In the records below, find the line containing "Mark the fence rail with a point.", then extract that line and all subsequent lines exactly, leaving out everything else.

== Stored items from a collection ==
>>>
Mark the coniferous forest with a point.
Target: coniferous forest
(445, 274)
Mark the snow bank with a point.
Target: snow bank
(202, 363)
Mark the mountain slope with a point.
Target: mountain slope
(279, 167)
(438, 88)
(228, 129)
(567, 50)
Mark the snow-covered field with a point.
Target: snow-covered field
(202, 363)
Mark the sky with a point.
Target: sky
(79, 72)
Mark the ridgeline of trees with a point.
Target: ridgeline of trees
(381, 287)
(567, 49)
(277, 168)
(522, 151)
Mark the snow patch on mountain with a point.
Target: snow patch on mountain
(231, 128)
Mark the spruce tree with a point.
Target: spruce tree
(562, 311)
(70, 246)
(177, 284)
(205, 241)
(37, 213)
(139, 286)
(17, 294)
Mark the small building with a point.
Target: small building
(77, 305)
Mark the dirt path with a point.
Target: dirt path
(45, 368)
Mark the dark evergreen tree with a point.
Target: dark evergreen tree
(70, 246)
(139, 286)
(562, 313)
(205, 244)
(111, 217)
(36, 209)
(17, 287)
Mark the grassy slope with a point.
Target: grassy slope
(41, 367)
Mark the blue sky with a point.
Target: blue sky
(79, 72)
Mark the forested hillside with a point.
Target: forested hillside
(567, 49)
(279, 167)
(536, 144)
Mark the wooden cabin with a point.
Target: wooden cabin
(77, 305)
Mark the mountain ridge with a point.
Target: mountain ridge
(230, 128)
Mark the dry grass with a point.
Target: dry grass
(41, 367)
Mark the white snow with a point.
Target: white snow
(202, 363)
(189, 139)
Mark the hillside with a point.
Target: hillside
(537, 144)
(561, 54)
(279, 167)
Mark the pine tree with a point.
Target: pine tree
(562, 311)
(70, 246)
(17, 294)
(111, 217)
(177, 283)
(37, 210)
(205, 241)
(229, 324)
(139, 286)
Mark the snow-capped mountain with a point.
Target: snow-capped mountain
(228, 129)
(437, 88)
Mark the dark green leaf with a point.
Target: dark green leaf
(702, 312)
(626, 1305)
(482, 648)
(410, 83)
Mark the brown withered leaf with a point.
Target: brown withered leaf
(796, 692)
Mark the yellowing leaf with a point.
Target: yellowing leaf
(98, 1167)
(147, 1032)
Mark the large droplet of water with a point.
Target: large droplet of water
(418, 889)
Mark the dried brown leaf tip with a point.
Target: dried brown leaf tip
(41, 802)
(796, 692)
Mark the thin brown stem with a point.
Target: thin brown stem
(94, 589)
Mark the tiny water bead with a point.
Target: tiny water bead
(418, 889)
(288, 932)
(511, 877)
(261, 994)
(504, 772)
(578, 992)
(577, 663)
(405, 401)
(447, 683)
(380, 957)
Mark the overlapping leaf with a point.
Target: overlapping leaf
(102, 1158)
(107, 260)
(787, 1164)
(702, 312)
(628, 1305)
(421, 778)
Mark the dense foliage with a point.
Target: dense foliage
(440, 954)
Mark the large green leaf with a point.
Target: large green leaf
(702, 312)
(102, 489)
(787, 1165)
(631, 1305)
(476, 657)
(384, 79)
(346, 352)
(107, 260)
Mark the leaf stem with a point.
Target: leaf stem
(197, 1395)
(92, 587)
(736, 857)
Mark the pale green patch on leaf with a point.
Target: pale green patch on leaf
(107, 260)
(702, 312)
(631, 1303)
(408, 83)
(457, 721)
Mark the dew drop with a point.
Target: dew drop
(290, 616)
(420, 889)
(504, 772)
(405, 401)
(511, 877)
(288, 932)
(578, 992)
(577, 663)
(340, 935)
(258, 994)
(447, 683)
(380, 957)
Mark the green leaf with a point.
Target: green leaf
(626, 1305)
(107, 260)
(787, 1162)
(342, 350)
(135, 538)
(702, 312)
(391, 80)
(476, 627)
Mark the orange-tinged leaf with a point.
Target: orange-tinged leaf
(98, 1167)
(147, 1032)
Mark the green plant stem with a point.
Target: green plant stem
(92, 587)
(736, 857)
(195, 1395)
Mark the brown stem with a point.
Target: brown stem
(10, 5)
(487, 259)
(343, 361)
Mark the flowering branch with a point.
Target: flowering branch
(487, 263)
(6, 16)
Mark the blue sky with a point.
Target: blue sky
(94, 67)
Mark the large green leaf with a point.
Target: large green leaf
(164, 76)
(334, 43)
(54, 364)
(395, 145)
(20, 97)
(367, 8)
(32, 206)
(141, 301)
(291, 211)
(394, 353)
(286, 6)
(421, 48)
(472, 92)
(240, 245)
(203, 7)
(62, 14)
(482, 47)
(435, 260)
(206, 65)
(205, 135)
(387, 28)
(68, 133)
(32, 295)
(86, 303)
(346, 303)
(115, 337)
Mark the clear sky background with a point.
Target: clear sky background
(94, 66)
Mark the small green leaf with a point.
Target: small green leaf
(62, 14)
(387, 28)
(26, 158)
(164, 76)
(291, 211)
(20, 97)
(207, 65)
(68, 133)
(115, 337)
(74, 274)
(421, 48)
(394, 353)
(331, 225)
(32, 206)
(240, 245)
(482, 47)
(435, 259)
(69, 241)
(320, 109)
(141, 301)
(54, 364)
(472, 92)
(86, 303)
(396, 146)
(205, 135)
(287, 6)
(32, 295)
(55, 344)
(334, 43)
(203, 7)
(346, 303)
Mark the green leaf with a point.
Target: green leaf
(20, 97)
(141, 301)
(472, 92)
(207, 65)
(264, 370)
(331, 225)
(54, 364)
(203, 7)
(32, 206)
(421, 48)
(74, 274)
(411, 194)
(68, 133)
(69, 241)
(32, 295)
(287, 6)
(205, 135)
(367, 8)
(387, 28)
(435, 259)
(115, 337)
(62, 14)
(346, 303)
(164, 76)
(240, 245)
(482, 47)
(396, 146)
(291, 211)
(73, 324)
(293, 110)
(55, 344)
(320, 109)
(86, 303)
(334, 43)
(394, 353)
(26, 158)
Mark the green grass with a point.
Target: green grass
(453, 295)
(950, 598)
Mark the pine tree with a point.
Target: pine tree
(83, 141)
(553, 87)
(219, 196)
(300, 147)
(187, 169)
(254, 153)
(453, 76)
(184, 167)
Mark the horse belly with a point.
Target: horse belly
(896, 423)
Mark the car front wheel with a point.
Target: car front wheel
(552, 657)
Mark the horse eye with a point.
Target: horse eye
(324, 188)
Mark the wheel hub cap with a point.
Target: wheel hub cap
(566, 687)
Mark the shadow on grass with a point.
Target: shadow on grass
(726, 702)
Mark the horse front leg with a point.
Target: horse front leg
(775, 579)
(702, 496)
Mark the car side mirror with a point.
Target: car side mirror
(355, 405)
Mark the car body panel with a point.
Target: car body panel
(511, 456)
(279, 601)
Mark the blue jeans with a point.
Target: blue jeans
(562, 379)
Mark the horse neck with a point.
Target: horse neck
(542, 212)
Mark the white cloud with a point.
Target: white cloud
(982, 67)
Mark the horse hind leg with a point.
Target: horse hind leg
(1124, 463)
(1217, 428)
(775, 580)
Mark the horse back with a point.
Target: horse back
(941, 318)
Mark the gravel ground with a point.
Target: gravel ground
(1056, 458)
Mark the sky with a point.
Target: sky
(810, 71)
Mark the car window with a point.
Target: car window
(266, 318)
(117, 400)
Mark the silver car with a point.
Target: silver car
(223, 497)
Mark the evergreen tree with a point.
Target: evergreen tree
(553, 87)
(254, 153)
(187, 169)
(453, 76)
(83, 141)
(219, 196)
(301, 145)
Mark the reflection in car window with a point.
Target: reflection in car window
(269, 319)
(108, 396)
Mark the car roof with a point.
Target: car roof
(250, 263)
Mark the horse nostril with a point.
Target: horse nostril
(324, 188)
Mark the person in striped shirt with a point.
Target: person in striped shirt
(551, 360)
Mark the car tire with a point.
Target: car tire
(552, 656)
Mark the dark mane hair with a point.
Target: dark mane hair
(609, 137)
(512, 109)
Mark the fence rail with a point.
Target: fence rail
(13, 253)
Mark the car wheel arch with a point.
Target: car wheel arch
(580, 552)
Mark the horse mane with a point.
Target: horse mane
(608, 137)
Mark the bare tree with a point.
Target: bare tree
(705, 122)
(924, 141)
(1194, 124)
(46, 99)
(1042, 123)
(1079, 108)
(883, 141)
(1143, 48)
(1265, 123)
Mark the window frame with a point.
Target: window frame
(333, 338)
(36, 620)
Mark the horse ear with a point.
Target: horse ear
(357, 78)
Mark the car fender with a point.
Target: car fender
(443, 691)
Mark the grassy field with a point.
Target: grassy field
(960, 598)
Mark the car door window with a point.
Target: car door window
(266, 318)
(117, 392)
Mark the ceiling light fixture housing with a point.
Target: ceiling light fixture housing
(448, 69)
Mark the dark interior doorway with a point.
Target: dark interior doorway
<<<
== REPLY ==
Mark the fence rail with a point.
Target: fence rail
(13, 253)
Mark the car wheel arch with a point.
Target: car wheel arch
(580, 552)
Mark the horse mane with a point.
Target: horse mane
(608, 137)
Mark the bare tree with a point.
Target: bare tree
(705, 122)
(924, 141)
(1194, 124)
(46, 99)
(1042, 123)
(1079, 108)
(883, 141)
(1143, 48)
(1265, 123)
Mark the window frame with a point.
Target: window frame
(333, 338)
(36, 620)
Mark the horse ear with a point.
Target: horse ear
(357, 78)
Mark the car fender with a point.
Target: car fender
(443, 691)
Mark the grassy field with a point.
Target: grassy field
(960, 598)
Mark the car door window with a point.
Target: car door window
(266, 318)
(117, 392)
Mark the ceiling light fixture housing with a point.
Target: ceiling light fixture housing
(448, 69)
Mark the dark interior doorway with a point.
Target: dark interior doorway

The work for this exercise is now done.